[Extracted material]

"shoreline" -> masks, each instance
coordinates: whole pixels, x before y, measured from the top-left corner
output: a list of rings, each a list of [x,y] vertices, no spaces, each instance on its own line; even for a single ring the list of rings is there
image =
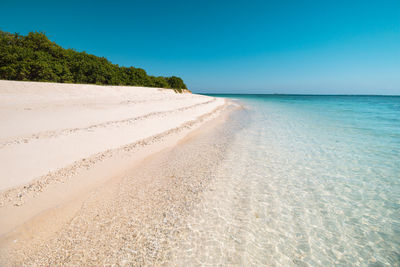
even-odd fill
[[[182,131],[180,135],[175,134],[175,135],[168,135],[168,137],[173,138],[174,141],[171,146],[165,146],[165,142],[157,142],[154,143],[153,145],[156,145],[157,148],[153,153],[149,153],[146,157],[141,156],[140,159],[136,159],[136,162],[134,164],[131,163],[128,168],[125,168],[124,170],[121,170],[119,174],[114,175],[112,177],[108,177],[108,179],[105,179],[103,181],[98,181],[97,186],[93,187],[90,190],[87,190],[86,192],[80,192],[79,195],[75,195],[73,199],[70,199],[68,201],[64,201],[63,203],[57,205],[56,207],[53,207],[51,209],[47,209],[25,224],[17,227],[14,231],[3,235],[0,238],[0,250],[3,251],[0,255],[0,262],[4,262],[4,264],[7,264],[7,259],[10,259],[10,255],[12,258],[13,263],[28,263],[32,260],[31,257],[32,255],[37,255],[37,253],[40,254],[40,251],[42,251],[43,244],[47,243],[49,240],[59,240],[60,237],[58,236],[58,233],[63,231],[66,227],[68,228],[71,223],[76,220],[77,217],[79,217],[79,213],[82,213],[82,209],[87,205],[88,202],[93,202],[93,198],[96,200],[93,203],[93,206],[91,207],[91,211],[93,210],[102,210],[102,205],[110,205],[111,201],[115,201],[116,198],[118,198],[118,195],[120,194],[120,191],[127,191],[126,193],[131,195],[133,198],[152,198],[152,201],[156,201],[159,203],[159,205],[164,205],[165,203],[161,204],[162,198],[158,198],[157,196],[154,196],[154,194],[144,194],[141,192],[142,190],[151,190],[151,191],[156,191],[160,192],[164,191],[164,197],[167,198],[167,202],[172,198],[174,198],[174,201],[177,201],[179,205],[187,205],[188,199],[193,192],[175,192],[174,190],[176,189],[176,184],[170,188],[169,186],[165,188],[164,184],[165,182],[169,182],[165,180],[165,177],[175,177],[177,178],[177,181],[175,183],[180,184],[182,181],[181,179],[178,179],[179,173],[176,173],[175,171],[172,171],[170,176],[169,174],[166,174],[166,171],[163,170],[162,164],[160,164],[159,161],[160,158],[163,159],[164,161],[167,160],[169,163],[170,156],[174,156],[174,151],[181,149],[181,147],[184,147],[186,145],[191,145],[192,143],[195,143],[198,141],[199,137],[201,138],[204,135],[212,133],[215,128],[218,126],[222,126],[227,118],[230,116],[234,110],[237,110],[239,107],[234,104],[226,104],[224,105],[220,112],[218,114],[213,113],[211,118],[208,118],[208,120],[205,120],[203,122],[199,122],[197,127],[195,128],[186,128],[186,131]],[[212,114],[211,114],[212,115]],[[167,141],[168,140],[164,140]],[[172,141],[171,139],[169,141]],[[160,148],[159,145],[162,145],[162,148]],[[152,146],[152,145],[150,145]],[[206,151],[206,150],[204,150]],[[209,150],[207,150],[208,153]],[[194,151],[190,152],[194,156],[197,157],[196,153]],[[165,156],[167,155],[167,156]],[[188,155],[188,154],[186,154]],[[171,164],[174,165],[176,164],[176,160],[171,160]],[[190,165],[192,165],[190,163]],[[150,166],[150,167],[149,167]],[[193,166],[192,166],[193,167]],[[207,166],[208,167],[208,166]],[[137,173],[141,173],[141,170],[149,168],[151,171],[155,171],[160,175],[159,177],[154,177],[153,175],[145,173],[144,175],[137,175]],[[186,171],[188,171],[187,169]],[[170,171],[167,171],[167,173],[170,173]],[[133,176],[133,177],[132,177]],[[135,177],[138,176],[138,177]],[[197,175],[195,175],[197,176]],[[199,186],[198,181],[196,179],[204,179],[202,176],[198,176],[197,178],[193,179],[191,177],[188,178],[188,181],[185,181],[186,185],[185,186]],[[130,185],[134,186],[134,190],[130,190],[129,186],[122,186],[121,184],[124,183],[129,183]],[[161,183],[161,185],[160,185]],[[203,182],[200,183],[201,186],[203,185]],[[64,185],[64,184],[63,184]],[[171,191],[173,190],[173,191]],[[139,194],[137,192],[139,191]],[[192,191],[192,190],[191,190]],[[197,197],[197,193],[195,194]],[[179,197],[178,197],[179,196]],[[185,200],[185,202],[182,202],[182,200]],[[161,201],[161,202],[160,202]],[[186,203],[186,204],[185,204]],[[176,203],[175,203],[176,204]],[[175,206],[173,205],[173,207]],[[132,208],[133,210],[129,213],[129,217],[133,218],[137,216],[143,216],[144,218],[148,218],[149,216],[152,217],[154,213],[157,213],[157,216],[160,216],[160,210],[158,205],[153,205],[151,202],[144,202],[143,205],[140,207],[135,206],[131,207],[133,204],[129,204],[129,208]],[[137,205],[137,203],[136,203]],[[118,208],[115,205],[111,205],[114,208]],[[122,207],[121,203],[119,205],[119,208],[125,209]],[[144,211],[145,210],[145,211]],[[175,213],[174,216],[176,219],[180,218],[183,219],[185,218],[185,214],[190,211],[190,209],[187,209],[187,207],[182,210],[180,213]],[[120,216],[120,210],[115,211],[116,214],[113,216]],[[83,212],[84,213],[84,212]],[[165,213],[164,213],[165,215]],[[163,216],[164,216],[163,215]],[[102,216],[103,218],[106,216]],[[154,218],[153,218],[154,219]],[[158,218],[159,219],[159,218]],[[180,220],[179,219],[179,220]],[[163,221],[164,222],[164,221]],[[115,224],[119,224],[118,220],[114,221]],[[92,220],[88,220],[85,223],[85,227],[90,227],[92,224]],[[145,224],[141,223],[145,229],[145,231],[148,231],[147,227],[145,227]],[[111,225],[110,225],[111,226]],[[94,227],[94,226],[93,226]],[[177,225],[173,226],[177,227]],[[74,228],[74,231],[80,231],[80,228]],[[147,229],[147,230],[146,230]],[[107,229],[104,229],[105,231],[108,231]],[[138,231],[141,231],[140,229]],[[71,233],[69,233],[70,235]],[[97,234],[94,234],[95,238],[97,238]],[[57,237],[57,238],[55,238]],[[65,240],[64,240],[65,241]],[[147,251],[147,245],[141,245],[144,246],[143,249],[145,249],[145,252],[143,253],[148,253]],[[40,249],[35,250],[36,247],[40,247]],[[45,246],[46,247],[46,246]],[[164,248],[164,250],[159,251],[159,253],[164,253],[169,248]],[[16,253],[16,251],[18,251]],[[32,252],[33,251],[33,252]],[[60,253],[60,251],[58,251]],[[8,256],[7,256],[8,255]],[[3,257],[3,259],[1,259]],[[22,258],[21,258],[22,257]],[[35,258],[36,256],[33,256]],[[51,258],[48,256],[48,253],[46,253],[46,257]],[[22,259],[22,261],[21,261]],[[44,259],[41,258],[41,260],[49,260],[49,259]],[[143,260],[143,259],[142,259]],[[32,261],[34,262],[34,261]],[[113,261],[114,262],[114,261]],[[141,263],[148,263],[148,262],[153,262],[152,260],[149,261],[149,259],[141,262]],[[46,264],[54,264],[58,263],[61,264],[62,262],[56,261],[56,262],[47,262]],[[82,261],[78,261],[76,263],[82,263]],[[88,263],[88,262],[86,262]],[[99,263],[99,262],[97,262]],[[35,263],[37,264],[37,262]],[[34,265],[35,265],[34,264]]]
[[[176,128],[223,102],[160,88],[0,81],[0,191]]]
[[[1,90],[1,82],[3,81],[0,81],[0,93],[4,92]],[[205,105],[209,105],[209,102],[205,102]],[[202,103],[195,103],[194,109],[201,105]],[[104,187],[110,181],[118,180],[118,177],[122,177],[128,170],[140,166],[149,157],[190,139],[188,136],[196,131],[201,131],[205,124],[220,121],[221,114],[227,112],[227,109],[232,107],[232,103],[223,100],[222,104],[214,104],[211,107],[206,110],[208,112],[200,111],[200,116],[195,114],[194,119],[178,123],[176,127],[136,142],[117,148],[111,147],[106,151],[86,156],[66,167],[35,178],[31,182],[1,191],[0,218],[4,218],[0,220],[0,258],[3,258],[1,262],[7,263],[7,259],[10,259],[7,255],[15,246],[19,246],[21,243],[27,246],[41,244],[46,238],[56,233],[60,227],[65,226],[71,220],[81,208],[82,203],[90,197],[90,194],[99,188]],[[1,106],[1,108],[3,109],[1,114],[4,115],[4,109],[9,107]],[[185,109],[187,108],[181,107],[178,113],[184,113]],[[173,110],[170,112],[176,113]],[[147,117],[144,115],[144,117],[151,119],[152,116],[159,116],[154,113]],[[165,113],[161,116],[163,120],[167,118]],[[126,120],[129,119],[125,119],[125,122]],[[4,138],[2,141],[4,142]],[[33,142],[35,141],[33,140]],[[29,143],[29,140],[22,144],[26,143]],[[18,144],[16,142],[12,145]],[[37,241],[38,243],[35,243]]]
[[[77,194],[95,187],[96,184],[104,183],[111,177],[120,175],[127,168],[131,169],[132,166],[139,165],[146,158],[177,145],[185,140],[187,135],[200,130],[202,124],[217,119],[228,105],[217,107],[212,112],[186,122],[180,127],[120,148],[97,153],[34,179],[27,185],[1,192],[0,217],[7,217],[7,224],[0,221],[0,239],[2,235],[12,231],[15,225],[20,225],[20,222],[26,221],[28,217],[32,218],[35,214],[51,209],[52,206],[71,200]],[[59,195],[60,192],[62,195]],[[43,199],[50,204],[40,203],[43,202]],[[24,207],[25,205],[27,207]],[[39,209],[35,206],[39,206]],[[13,216],[10,216],[14,213],[18,217],[18,223],[13,222]]]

[/Extracted material]

== Problem statement ==
Working through the entries above, copy every line in which "even" is found.

== Expected answer ==
output: a list of rings, each a list of [x,y] vertices, no spaces, each instance on its own line; even for a single ring the list of rings is there
even-odd fill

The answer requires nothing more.